Your instructions> Rewrite the records below with every "negative clicks" changed to "negative points", keeping all other text the same.

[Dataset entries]
----

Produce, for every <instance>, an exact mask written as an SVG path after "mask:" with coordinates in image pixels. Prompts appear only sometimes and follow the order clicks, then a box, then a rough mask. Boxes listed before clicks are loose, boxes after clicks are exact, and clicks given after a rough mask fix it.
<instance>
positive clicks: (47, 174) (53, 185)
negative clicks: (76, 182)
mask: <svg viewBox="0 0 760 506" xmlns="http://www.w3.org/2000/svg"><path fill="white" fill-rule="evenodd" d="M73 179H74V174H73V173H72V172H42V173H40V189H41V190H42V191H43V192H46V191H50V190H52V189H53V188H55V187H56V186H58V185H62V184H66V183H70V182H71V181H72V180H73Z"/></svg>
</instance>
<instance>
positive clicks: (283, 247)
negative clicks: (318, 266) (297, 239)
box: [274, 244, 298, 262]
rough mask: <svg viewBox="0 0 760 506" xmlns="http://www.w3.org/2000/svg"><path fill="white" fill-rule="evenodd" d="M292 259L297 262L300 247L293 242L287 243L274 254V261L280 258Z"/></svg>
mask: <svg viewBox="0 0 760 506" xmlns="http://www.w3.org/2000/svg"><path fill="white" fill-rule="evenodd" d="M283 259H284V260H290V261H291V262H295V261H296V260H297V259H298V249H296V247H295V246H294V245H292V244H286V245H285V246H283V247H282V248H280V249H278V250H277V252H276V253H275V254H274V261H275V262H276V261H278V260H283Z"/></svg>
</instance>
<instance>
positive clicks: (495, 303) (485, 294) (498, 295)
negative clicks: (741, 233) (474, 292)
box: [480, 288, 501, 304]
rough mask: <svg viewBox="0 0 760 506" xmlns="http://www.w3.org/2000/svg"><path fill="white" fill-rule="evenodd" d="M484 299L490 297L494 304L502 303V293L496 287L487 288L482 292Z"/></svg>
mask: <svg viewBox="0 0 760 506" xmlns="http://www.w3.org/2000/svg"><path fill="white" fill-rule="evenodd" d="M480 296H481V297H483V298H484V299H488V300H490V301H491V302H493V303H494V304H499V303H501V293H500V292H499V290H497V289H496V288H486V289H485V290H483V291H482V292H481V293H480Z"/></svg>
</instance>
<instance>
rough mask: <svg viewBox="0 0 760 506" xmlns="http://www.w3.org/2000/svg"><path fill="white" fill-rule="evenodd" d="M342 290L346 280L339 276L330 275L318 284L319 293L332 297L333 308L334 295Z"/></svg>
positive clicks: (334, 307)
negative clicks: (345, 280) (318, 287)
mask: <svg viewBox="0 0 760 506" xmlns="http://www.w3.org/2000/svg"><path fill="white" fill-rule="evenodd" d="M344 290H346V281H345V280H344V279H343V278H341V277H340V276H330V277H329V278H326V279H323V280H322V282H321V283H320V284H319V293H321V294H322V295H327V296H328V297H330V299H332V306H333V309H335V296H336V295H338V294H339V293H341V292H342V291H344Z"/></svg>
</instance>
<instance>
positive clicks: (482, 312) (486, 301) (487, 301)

----

Reply>
Produce, for every <instance>, an exact mask written as an SVG path after "mask:" with coordinates in image pixels. Prompts appear only sometimes and follow the order clicks, then a box, then a rough mask. Boxes listed before clicks are loose, boxes after clicks are exact, and clicks given after a rough mask fix it.
<instance>
positive clicks: (47, 174) (53, 185)
negative points: (76, 182)
mask: <svg viewBox="0 0 760 506" xmlns="http://www.w3.org/2000/svg"><path fill="white" fill-rule="evenodd" d="M73 179H74V174H73V173H72V172H42V173H40V189H41V190H42V191H43V192H46V191H50V190H52V189H53V188H55V187H56V186H58V185H62V184H66V183H70V182H71V181H72V180H73Z"/></svg>
</instance>
<instance>
positive clicks: (283, 247)
negative points: (318, 266) (297, 239)
box: [274, 244, 298, 262]
rough mask: <svg viewBox="0 0 760 506" xmlns="http://www.w3.org/2000/svg"><path fill="white" fill-rule="evenodd" d="M292 259L297 262L300 247L293 242L287 243L274 254V261L280 258Z"/></svg>
mask: <svg viewBox="0 0 760 506" xmlns="http://www.w3.org/2000/svg"><path fill="white" fill-rule="evenodd" d="M283 259H284V260H290V261H291V262H295V261H296V260H297V259H298V249H296V247H295V246H294V245H292V244H286V245H285V246H283V247H282V248H280V249H278V250H277V252H276V253H275V254H274V261H275V262H276V261H278V260H283Z"/></svg>
</instance>
<instance>
positive clicks: (495, 303) (485, 294) (498, 295)
negative points: (741, 233) (474, 292)
box: [480, 288, 501, 304]
rough mask: <svg viewBox="0 0 760 506" xmlns="http://www.w3.org/2000/svg"><path fill="white" fill-rule="evenodd" d="M484 299L490 297L494 304L502 303V293L496 287L487 288L482 292Z"/></svg>
mask: <svg viewBox="0 0 760 506" xmlns="http://www.w3.org/2000/svg"><path fill="white" fill-rule="evenodd" d="M480 296H481V297H483V298H484V299H488V300H490V301H491V302H493V303H494V304H499V303H501V293H500V292H499V290H497V289H496V288H486V289H485V290H483V291H482V292H481V293H480Z"/></svg>
</instance>
<instance>
rough mask: <svg viewBox="0 0 760 506" xmlns="http://www.w3.org/2000/svg"><path fill="white" fill-rule="evenodd" d="M342 290L346 280L339 276L330 275L318 284L319 293L332 297L333 308L334 295Z"/></svg>
positive clicks: (334, 307)
negative points: (345, 280) (318, 287)
mask: <svg viewBox="0 0 760 506" xmlns="http://www.w3.org/2000/svg"><path fill="white" fill-rule="evenodd" d="M344 290H346V281H345V280H344V279H343V278H341V277H340V276H330V277H329V278H326V279H323V280H322V282H321V283H320V284H319V293H321V294H322V295H327V296H328V297H330V299H332V306H333V309H335V296H336V295H338V294H339V293H341V292H342V291H344Z"/></svg>
</instance>
<instance>
positive clicks: (482, 312) (486, 301) (487, 301)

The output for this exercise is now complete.